**Prompt:** From the About & Methodology page, list every evidence grade letter with the name the page gives it.

**Text passage:**
★ ★ ★

About & Methodology

How we generate recommendations, what the evidence means, and why you can trust us.

Who Built This

Evidence Stack was built by Adam Hultman, a software developer based in Vancouver, BC. After spending too many hours on Reddit threads and YouTube videos trying to figure out which supplements actually had science behind them, he built the tool he wished existed: something that would give straight answers grounded in real research, without trying to sell him anything.

This is a personal project born out of genuine frustration with the supplement industry's opacity. It's not backed by a supplement company. It's not funded by affiliate revenue. It's a tool that tries to give you honest, evidence-based guidance.

How Recommendations Are Generated

  1. 1
    You tell us your goals and context. The wizard collects your health goals, current supplements, age range, sex, medications, dietary restrictions, and budget preference.
  2. 2
    AI analyzes against a curated evidence database. We maintain a hand-curated database of supplements, each with pre-assigned evidence grades, key studies, known interactions, and dosage guidelines. The AI (GPT-4o) selects from this database — it cannot invent supplements or fabricate studies.
  3. 3
    Post-processing for safety and quality. After the AI responds, we run automated checks: deduplication (so you don't get two forms of the same compound), interaction warnings from our safety database, and cost estimates based on typical retail pricing.
  4. 4
    You get transparent results. Every recommendation shows its evidence grade, the specific studies it's based on, known interactions, warnings, and estimated cost. Nothing is hidden.

What Evidence Grades Mean

A

Strong Evidence

Multiple well-designed randomized controlled trials (RCTs) with consistent results across diverse populations. Meta-analyses or systematic reviews support the finding. This is the highest standard of supplement evidence.

B

Moderate Evidence

At least one well-designed RCT, or multiple observational studies with consistent findings. Evidence is promising and generally supports the recommendation, but may have limitations in study design or population diversity.

C

Preliminary Evidence

Limited human studies, often small sample sizes or pilot studies. May include strong mechanistic or animal data that hasn't been fully validated in humans. Promising but not yet robust enough for confident recommendation.

D

Traditional Use Only

Based primarily on traditional or historical use with minimal scientific evidence. May have anecdotal support but lacks rigorous clinical trials. Included for completeness but recommended with significant caveats.

Where Citations Come From

Every study cited in Evidence Stack comes from our curated database of peer-reviewed research. Sources include:

  • PubMed-indexed journals — peer-reviewed medical and nutrition journals (BMJ, JAMA, Nutrients, J Clin Psychiatry, etc.)
  • Cochrane Reviews — systematic reviews and meta-analyses considered the gold standard of evidence synthesis
  • Professional position statements — from organizations like the International Society of Sports Nutrition (ISSN)

We do not cite blog posts, influencer claims, or manufacturer-funded studies without independent replication. The database is reviewed and updated periodically.

No Affiliate Links. No Product Sales. Ever.

Evidence Stack does not sell supplements. We do not have affiliate relationships with any supplement manufacturer, retailer, or marketplace. We never have, and we never will.

This is a deliberate choice. The moment a recommendation engine profits from recommending specific products, its incentives are corrupted. You can't trust advice from someone who gets paid when you buy what they suggest.

Our business model is simple: the free tier gives you solid recommendations. The Pro tier ($15/month) adds advanced features like stack history, full citation links, PDF exports, and priority AI analysis. We make money from subscriptions, not from selling you products.

⚠️ Limitations & Honest Caveats

  • This is not medical advice. Evidence Stack is an educational tool. It does not replace consultation with a qualified healthcare provider.
  • AI can make mistakes. While the AI is constrained to our curated database, it may occasionally misjudge which supplements are most relevant to your specific situation.
  • Evidence evolves. Supplement research is ongoing. A Grade B today may become Grade A (or be debunked) as new studies are published.
  • Interaction data is not exhaustive. Our interaction checker covers common interactions but cannot replace a pharmacist's review of your full medication list.
  • Cost estimates are approximate. Prices vary by brand, retailer, form, and region. Estimates are based on typical US retail pricing and should be used as rough guidance only.

★ ★ ★

**Data for review:**
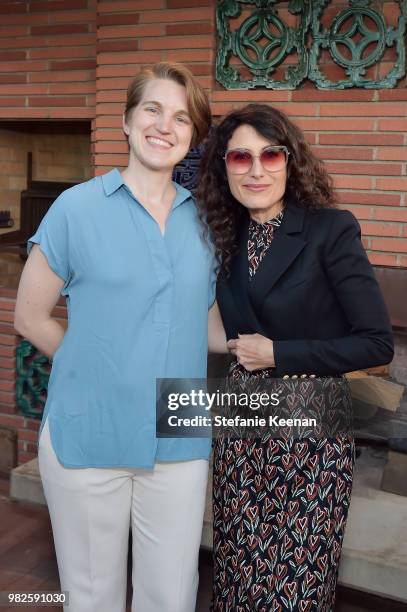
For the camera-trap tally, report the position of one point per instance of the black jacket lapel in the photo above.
(284, 249)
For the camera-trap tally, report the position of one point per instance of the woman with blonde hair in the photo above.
(125, 249)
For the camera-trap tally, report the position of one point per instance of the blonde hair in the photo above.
(197, 100)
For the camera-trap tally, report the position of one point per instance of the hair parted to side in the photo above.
(197, 100)
(308, 183)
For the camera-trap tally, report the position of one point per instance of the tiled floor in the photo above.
(27, 561)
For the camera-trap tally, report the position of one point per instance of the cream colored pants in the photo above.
(91, 512)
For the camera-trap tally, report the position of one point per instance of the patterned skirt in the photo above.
(280, 509)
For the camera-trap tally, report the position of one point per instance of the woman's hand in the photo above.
(253, 351)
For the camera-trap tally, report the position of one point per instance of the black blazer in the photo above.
(314, 294)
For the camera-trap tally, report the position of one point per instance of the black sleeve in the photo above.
(370, 341)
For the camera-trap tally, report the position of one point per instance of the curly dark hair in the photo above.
(308, 183)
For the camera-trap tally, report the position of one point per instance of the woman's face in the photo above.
(160, 128)
(259, 191)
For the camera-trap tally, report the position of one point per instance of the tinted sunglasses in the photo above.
(240, 161)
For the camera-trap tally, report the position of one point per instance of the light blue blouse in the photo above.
(137, 309)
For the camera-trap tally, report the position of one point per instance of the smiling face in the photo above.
(259, 191)
(159, 128)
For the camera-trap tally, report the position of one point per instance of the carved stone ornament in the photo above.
(357, 39)
(257, 41)
(261, 43)
(33, 371)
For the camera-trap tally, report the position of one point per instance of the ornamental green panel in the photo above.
(363, 32)
(33, 370)
(260, 44)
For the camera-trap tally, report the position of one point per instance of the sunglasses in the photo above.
(240, 161)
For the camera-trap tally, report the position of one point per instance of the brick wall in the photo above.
(47, 59)
(361, 134)
(56, 157)
(48, 50)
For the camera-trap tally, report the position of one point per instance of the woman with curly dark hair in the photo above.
(299, 303)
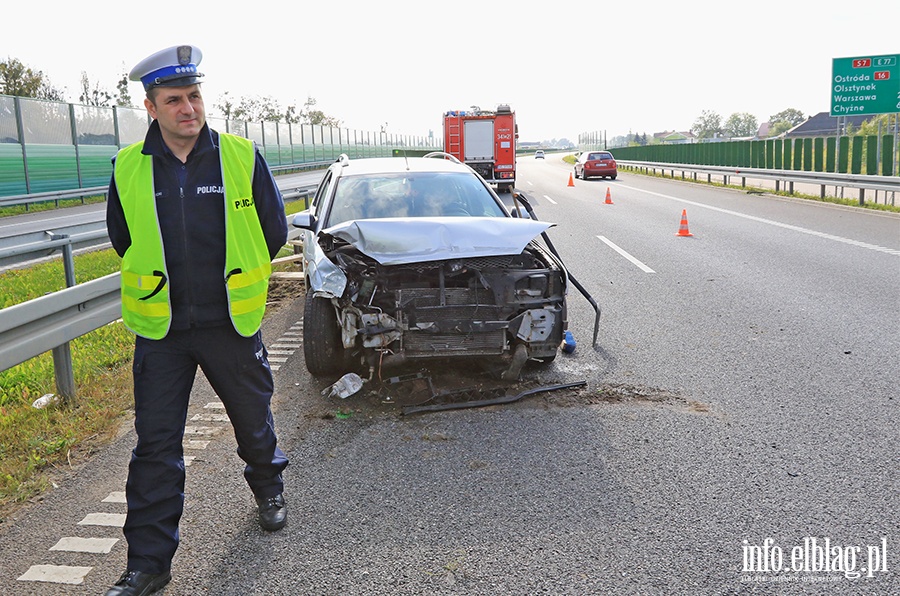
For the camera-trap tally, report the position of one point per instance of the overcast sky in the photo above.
(565, 67)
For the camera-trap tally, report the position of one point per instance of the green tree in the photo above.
(123, 97)
(311, 116)
(256, 109)
(20, 80)
(741, 125)
(870, 126)
(92, 94)
(784, 120)
(708, 125)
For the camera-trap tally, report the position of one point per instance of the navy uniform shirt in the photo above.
(190, 202)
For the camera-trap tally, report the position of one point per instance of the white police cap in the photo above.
(172, 67)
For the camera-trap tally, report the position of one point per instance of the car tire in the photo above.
(322, 346)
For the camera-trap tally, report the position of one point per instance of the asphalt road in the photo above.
(740, 415)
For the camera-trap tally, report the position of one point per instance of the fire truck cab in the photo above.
(485, 141)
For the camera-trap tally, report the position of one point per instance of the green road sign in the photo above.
(865, 85)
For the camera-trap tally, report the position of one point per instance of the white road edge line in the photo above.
(619, 250)
(778, 224)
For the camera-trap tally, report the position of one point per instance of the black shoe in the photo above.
(272, 513)
(138, 583)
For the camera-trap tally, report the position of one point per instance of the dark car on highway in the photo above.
(595, 163)
(408, 259)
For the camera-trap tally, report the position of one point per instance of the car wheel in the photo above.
(322, 347)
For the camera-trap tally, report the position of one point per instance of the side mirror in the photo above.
(304, 220)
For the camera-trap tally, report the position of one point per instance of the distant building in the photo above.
(823, 124)
(674, 137)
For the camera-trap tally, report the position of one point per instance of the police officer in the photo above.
(197, 218)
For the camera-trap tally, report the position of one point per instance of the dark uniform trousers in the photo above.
(238, 370)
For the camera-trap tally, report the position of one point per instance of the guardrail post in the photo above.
(62, 355)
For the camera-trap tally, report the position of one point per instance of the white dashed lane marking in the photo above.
(57, 574)
(113, 520)
(85, 545)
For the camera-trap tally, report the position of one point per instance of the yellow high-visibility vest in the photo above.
(146, 308)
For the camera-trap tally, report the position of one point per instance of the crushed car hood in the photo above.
(399, 241)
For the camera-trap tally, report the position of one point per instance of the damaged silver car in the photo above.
(412, 259)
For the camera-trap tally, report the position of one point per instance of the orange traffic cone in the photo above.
(683, 230)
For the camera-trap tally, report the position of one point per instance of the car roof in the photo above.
(398, 165)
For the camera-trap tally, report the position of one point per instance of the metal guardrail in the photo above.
(27, 246)
(50, 322)
(96, 191)
(862, 182)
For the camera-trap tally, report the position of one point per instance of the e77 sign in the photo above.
(865, 85)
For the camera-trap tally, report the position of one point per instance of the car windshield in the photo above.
(411, 194)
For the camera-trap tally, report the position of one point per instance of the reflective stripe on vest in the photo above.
(146, 308)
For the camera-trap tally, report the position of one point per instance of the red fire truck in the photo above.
(485, 141)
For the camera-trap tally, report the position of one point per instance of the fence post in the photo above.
(62, 354)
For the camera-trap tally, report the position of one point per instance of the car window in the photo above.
(411, 195)
(321, 191)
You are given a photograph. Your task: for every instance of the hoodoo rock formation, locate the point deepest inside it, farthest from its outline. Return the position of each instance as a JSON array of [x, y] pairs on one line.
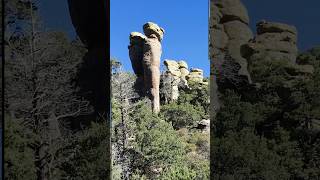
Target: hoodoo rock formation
[[233, 48], [145, 53], [229, 30], [274, 41], [179, 76]]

★ ★ ★

**Response to the task:**
A: Strong Evidence
B: Moderate Evidence
C: Preliminary Evidence
D: Traditional Use Only